(Aim of the task) All entries should be output exactly as they stand.

(Provided material)
* Start *

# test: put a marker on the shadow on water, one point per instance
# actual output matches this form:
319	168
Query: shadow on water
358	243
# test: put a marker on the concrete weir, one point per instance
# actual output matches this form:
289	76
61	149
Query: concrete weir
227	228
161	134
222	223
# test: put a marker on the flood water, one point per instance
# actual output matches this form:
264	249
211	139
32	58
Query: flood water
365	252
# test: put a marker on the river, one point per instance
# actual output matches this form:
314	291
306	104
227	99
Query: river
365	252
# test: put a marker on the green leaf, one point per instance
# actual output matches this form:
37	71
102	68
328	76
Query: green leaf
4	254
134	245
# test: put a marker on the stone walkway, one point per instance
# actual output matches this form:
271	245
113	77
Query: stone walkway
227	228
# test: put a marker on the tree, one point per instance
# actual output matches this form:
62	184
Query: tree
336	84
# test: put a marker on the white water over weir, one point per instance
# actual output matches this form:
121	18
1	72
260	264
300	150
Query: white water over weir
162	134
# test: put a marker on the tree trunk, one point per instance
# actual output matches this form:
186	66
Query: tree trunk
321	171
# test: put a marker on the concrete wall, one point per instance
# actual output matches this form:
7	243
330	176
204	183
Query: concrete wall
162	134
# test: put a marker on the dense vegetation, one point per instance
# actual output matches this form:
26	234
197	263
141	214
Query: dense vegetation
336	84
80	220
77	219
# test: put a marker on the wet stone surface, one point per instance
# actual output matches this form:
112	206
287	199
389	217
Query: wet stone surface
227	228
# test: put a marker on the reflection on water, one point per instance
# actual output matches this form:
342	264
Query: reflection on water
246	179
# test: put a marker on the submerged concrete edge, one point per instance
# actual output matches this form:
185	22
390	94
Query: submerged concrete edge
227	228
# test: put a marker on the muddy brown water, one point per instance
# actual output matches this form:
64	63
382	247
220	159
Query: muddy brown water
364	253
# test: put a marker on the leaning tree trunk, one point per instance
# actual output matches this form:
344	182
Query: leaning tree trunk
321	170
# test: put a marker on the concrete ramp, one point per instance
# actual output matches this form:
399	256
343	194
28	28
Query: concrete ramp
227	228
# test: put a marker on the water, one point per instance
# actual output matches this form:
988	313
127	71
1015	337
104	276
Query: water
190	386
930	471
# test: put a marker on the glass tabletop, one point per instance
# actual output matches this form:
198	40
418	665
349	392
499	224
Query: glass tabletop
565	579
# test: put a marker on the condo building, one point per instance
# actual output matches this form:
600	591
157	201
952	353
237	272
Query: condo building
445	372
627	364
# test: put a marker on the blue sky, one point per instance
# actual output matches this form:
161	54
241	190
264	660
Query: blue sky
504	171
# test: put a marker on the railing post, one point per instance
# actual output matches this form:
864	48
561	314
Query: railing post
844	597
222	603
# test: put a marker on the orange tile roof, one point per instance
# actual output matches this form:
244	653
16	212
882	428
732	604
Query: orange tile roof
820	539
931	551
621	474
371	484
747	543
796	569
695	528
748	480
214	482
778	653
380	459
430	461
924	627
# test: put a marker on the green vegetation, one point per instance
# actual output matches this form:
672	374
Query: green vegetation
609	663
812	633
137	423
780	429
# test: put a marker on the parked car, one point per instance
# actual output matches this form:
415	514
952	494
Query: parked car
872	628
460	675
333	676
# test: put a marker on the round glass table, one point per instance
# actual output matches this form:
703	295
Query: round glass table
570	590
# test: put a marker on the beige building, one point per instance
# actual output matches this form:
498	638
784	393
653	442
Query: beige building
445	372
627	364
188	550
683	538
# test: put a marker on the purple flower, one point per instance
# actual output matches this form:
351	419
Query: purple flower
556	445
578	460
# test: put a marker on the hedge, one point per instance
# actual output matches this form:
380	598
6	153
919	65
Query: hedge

* End *

(Exercise answer)
# test: put a marker on the shadow on water, one point per instance
# actual output matches this form:
319	168
Query: shadow on water
358	243
# test: put a marker on the concrete weir, one point per instance
# actual output matches this form:
289	76
61	149
Query: concrete weir
227	228
161	134
222	223
# test: put a marker on the flood water, one point per instance
# actual output matches this form:
264	249
211	139
32	58
Query: flood water
365	252
# test: put a marker on the river, one point per instance
# actual output matches this form:
314	291
306	104
227	99
Query: river
365	252
# test: put a marker on the green leaf, one point per instance
# actual output matches this form:
37	71
102	68
328	76
Query: green leaf
4	254
134	245
# test: put a marker on the stone walkway, one point per instance
# actual output matches this form:
271	245
113	77
Query: stone walkway
227	228
# test: put a marker on the tree, one point per instance
# actual output matches this form:
62	184
Query: tree
336	84
# test: put a marker on the white water over weir, one point per instance
# actual output matches this form:
121	18
1	72
260	264
300	150
Query: white water over weir
162	134
# test: put a marker on the tree trunk, one point per instance
# actual output matches this form:
186	66
Query: tree trunk
321	171
# test: put a marker on the concrete wall, one point per instance
# actual output matches this form:
7	243
330	176
204	183
Query: concrete wall
162	134
# test: put a marker on the dense vegetation, one point per instance
# actual output matches this form:
26	234
197	263
141	214
Query: dense vegetation
336	84
80	220
77	219
# test: put a marker on the wet stone surface, one point per instance
# actual output matches this form:
112	206
287	199
389	217
Query: wet stone surface
227	228
# test: put a marker on the reflection on water, one point per instance
# actual output matches this form:
342	264
Query: reflection on water
246	179
# test: put a marker on the submerged concrete edge, one point per instance
# actual output matches this form:
185	22
390	94
Query: submerged concrete edge
227	228
# test: put a marker on the muddy brown water, one point per instance
# actual output matches this form:
64	63
382	247
220	159
Query: muddy brown water
364	253
# test: put a marker on the leaning tree trunk, one point per instance
# actual output matches this form:
344	182
Query: leaning tree trunk
321	170
# test: put a marker on the concrete ramp, one point per instance
# actual output matches this form:
399	256
343	194
28	28
Query: concrete ramp
227	228
# test: put a marker on the water, one point per instance
# actual output matches this form:
988	313
127	71
1015	337
104	276
Query: water
190	386
930	471
# test: put a marker on the glass tabletop, one point per instance
# actual output matches this form:
198	40
418	665
349	392
499	224
Query: glass tabletop
565	579
# test: put a marker on the condo building, one point per instance
# actual output matches this form:
600	591
157	201
952	353
237	272
Query: condo building
445	372
627	364
# test: put a marker on the blue sky, one point per instance
# actual output matches this form:
161	54
241	190
264	660
Query: blue sky
504	171
# test: put a marker on the railing post, one point per instance
# actual output matches this form:
864	48
561	314
Query: railing post
844	597
222	603
# test: put a marker on the orange tile roof, one point per instance
# actual output matches this form:
244	653
16	212
882	428
732	604
Query: orange tile roof
820	539
931	551
621	474
371	484
747	543
796	569
695	528
748	480
214	482
778	653
380	459
430	461
924	627
# test: put a marker on the green vegetation, one point per instance
# actual output matches this form:
672	374
Query: green vegetation
609	663
812	633
137	423
780	429
# test: put a marker on the parked car, one point per instance
# actual output matches this form:
415	514
952	494
Query: parked car
872	628
460	675
333	676
# test: put a marker on the round glass table, one point per instance
# actual output matches this form:
703	295
Query: round glass table
570	590
# test: put a marker on the beige building, one point per instance
# actual output matches this form:
498	638
784	393
653	442
Query: beige building
445	372
627	364
188	550
683	538
# test: put a marker on the purple flower, one point per instance
# actual output matches this form:
351	419
Query: purple flower
556	445
578	460
# test: put a marker on the hedge, one point per instance
# actual output matches this form:
380	598
6	153
919	65
Query: hedge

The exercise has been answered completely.